● **Textauszug**
----------------------------------------
# Alle Möglichen Kombinationen eines Arrays



## Carnivean (18. Nov 2007)

Hi,

ich möchte folgendes programmieren.

Ich habe ein Array mit n Elementen. Nun möchte ich alle Teilmengen ausgeben, sprich die Potenzmenge der Elemente des Arrays bilden.

Beispiel zur Veranschaulichung.

Habe ich im Array die Elemente: {1, 2, 3, 4}
So soll der Algorithmus folgendes urückgeben: { {1}, {2}, {3}, {4}, {1,2},{1,3}, {1,4}, {2,3}, {2,4}, {3,4}, {1,2,3},{1,3,4},{2,3,4},{1,2,4} }

Wie kann man sowas realisieren?

Ich hab gedacht ich spalte zuerst das problem auf, indem ich zuerst alle Teilmengen bestimme, die k Elemte haben, dann gibt es dafür n über k Möglichkeiten, nur wie kann ich die bei beliebigen n ausgeben :/.

Bin über jegliche Hilfestellung / Links zu Seiten, woe ein solcher Algorithmus beschrieben ist dankbar.


----------



## JPKI (18. Nov 2007)

Zunächst wäre es sicher hilfreich zu wissen, in welcher Form du die Daten zurückhaben willst (z.B. in einer List, in einem mehrdimensionalen Array, als String, etc...).


----------



## Carnivean (18. Nov 2007)

In irgendeinem Array, oder einer Liste, ist eigentlich egal, ich werd danach eh noch nen bissl mit ihnen rumspielen müssen ^^


----------



## Gast (18. Nov 2007)

Also ein Anfang wäre doch, falls es ein Array sein soll das ergebnisarry mit 2^n zu initiialisieren und bei einer n-Elementigen Menge die ersten n+1 Elemente mit den Einelementigen zu füllen


----------



## Marco13 (19. Nov 2007)
----------------------------------------
● **Zielsetzung a**
Prüfe anhand des Textauszugs, ob die folgenden Aussagen zutreffen: (i) Carnivean möchte die Ergebnisse als String erhalten. (ii) Gast schlägt vor, das Ergebnisarray mit 2^n zu initialisieren. (iii) Im Beispiel enthält das Array die Elemente 1 bis 5. Beantworte jede Aussage mit Ja oder Nein und belege sie mit den entscheidenden Worten des Textauszugs als wörtlichem Zitat.
Die Auflistung steht in keinem Zusammenhang mit dem Textauszug.
----------------------------------------
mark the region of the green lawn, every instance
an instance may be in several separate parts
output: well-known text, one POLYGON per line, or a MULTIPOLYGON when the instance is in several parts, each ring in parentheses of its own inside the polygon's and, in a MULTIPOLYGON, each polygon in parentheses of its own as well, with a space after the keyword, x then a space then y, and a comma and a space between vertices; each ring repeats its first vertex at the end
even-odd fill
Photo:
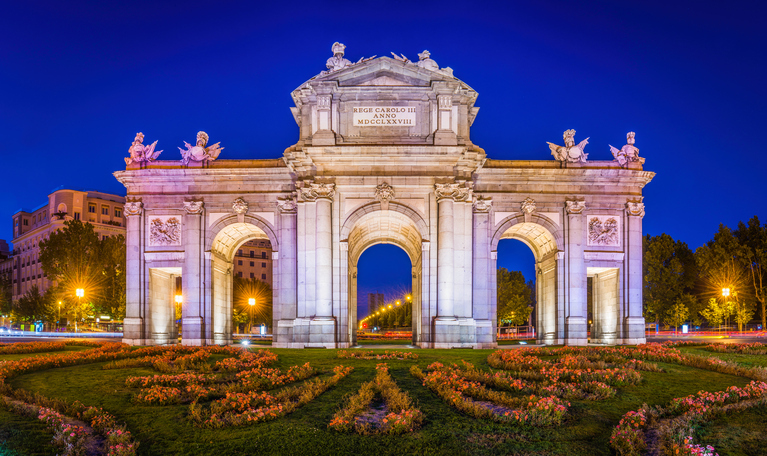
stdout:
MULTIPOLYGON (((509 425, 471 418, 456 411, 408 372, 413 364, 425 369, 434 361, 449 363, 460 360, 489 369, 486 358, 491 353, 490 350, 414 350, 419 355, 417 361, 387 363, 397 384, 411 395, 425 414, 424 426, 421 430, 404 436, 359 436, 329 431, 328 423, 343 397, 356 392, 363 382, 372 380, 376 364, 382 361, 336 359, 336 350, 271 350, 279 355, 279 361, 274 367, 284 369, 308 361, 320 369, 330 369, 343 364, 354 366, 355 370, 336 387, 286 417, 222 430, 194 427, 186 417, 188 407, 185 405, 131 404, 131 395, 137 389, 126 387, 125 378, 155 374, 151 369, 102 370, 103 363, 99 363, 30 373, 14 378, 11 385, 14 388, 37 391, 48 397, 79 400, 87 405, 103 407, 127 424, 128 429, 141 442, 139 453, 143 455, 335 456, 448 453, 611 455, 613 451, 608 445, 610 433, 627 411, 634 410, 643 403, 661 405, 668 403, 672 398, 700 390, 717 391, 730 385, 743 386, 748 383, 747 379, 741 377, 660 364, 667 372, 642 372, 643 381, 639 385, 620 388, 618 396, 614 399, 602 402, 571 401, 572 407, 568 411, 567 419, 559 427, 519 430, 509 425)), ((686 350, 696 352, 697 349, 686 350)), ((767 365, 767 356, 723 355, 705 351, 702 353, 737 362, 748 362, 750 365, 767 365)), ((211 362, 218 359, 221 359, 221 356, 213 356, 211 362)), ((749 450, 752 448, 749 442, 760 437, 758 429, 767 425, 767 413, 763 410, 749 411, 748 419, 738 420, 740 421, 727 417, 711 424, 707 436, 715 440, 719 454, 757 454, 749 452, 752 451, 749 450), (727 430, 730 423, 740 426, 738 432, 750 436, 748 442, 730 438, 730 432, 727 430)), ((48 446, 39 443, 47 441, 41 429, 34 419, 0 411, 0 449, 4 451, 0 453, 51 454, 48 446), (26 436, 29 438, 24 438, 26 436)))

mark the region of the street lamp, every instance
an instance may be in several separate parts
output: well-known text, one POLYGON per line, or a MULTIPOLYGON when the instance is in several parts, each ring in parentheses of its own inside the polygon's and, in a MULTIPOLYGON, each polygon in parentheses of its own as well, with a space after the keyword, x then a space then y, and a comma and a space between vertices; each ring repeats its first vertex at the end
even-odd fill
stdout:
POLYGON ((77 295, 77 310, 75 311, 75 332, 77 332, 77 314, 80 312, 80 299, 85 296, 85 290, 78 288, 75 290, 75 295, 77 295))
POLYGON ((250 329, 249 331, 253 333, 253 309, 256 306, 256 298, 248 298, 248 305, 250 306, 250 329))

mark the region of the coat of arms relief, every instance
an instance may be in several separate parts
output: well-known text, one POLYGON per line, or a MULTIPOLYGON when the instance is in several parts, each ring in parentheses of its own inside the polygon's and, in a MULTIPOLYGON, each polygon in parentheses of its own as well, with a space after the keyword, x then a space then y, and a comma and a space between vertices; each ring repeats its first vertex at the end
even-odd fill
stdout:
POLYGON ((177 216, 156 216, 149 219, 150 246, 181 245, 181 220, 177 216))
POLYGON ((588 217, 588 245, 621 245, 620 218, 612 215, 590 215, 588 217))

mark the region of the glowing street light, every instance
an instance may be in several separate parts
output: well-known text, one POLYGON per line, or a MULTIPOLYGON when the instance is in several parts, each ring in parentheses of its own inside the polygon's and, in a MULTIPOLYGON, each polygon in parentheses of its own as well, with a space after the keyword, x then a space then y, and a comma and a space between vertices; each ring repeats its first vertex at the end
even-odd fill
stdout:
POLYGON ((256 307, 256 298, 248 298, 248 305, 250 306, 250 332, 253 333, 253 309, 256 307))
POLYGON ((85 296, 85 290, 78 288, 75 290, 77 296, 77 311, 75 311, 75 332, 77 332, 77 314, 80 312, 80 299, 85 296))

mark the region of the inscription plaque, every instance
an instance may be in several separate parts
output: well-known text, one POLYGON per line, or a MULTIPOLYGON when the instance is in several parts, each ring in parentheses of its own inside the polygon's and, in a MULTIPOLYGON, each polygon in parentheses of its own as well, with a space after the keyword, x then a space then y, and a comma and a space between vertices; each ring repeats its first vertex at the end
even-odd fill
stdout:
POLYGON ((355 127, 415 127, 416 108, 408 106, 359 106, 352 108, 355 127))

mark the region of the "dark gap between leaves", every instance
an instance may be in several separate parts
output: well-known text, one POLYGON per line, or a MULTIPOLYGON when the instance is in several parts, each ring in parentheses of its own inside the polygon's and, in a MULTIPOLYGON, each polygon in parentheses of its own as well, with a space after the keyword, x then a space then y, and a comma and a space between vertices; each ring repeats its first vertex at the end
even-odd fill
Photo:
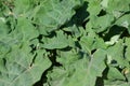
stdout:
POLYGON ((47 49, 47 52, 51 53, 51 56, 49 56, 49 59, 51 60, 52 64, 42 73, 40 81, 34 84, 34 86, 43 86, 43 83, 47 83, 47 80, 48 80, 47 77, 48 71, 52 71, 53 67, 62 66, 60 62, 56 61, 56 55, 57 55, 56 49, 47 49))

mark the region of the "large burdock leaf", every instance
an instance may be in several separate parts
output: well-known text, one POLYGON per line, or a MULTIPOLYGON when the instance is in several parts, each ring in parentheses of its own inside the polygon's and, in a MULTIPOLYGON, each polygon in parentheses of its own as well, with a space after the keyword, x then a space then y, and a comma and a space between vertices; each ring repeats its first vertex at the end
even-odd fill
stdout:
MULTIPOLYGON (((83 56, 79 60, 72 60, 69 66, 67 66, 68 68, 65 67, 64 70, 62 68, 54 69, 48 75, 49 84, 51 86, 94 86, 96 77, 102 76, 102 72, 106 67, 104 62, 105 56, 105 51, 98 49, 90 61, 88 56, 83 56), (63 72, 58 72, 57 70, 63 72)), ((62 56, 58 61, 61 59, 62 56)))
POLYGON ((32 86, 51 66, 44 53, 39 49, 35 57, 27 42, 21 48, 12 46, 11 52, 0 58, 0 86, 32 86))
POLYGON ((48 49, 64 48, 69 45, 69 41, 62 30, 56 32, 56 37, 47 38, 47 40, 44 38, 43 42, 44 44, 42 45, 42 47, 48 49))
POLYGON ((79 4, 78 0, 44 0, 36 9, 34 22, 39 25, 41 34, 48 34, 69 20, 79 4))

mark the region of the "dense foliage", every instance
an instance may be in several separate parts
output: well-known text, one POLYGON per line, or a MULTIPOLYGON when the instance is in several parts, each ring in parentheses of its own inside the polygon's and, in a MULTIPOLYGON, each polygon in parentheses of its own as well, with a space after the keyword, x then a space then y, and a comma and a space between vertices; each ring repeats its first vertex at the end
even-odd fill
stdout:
----------------------------------------
● **Zielsetzung b**
Gib jede Zeile der Auflistung wieder, in der die Zeichenfolge „region“ vorkommt.

● **Endergebnis a**
(i) Nein: „In irgendeinem Array, oder einer Liste, ist eigentlich egal“
(ii) Ja: „das ergebnisarry mit 2^n zu initiialisieren“
(iii) Nein: „Habe ich im Array die Elemente: {1, 2, 3, 4}“

● **Endergebnis b**
mark the region of the green lawn, every instance
mark the region of the street lamp, every instance
mark the region of the coat of arms relief, every instance
mark the region of the glowing street light, every instance
mark the region of the inscription plaque, every instance
mark the region of the "dark gap between leaves", every instance
mark the region of the "large burdock leaf", every instance
mark the region of the "dense foliage", every instance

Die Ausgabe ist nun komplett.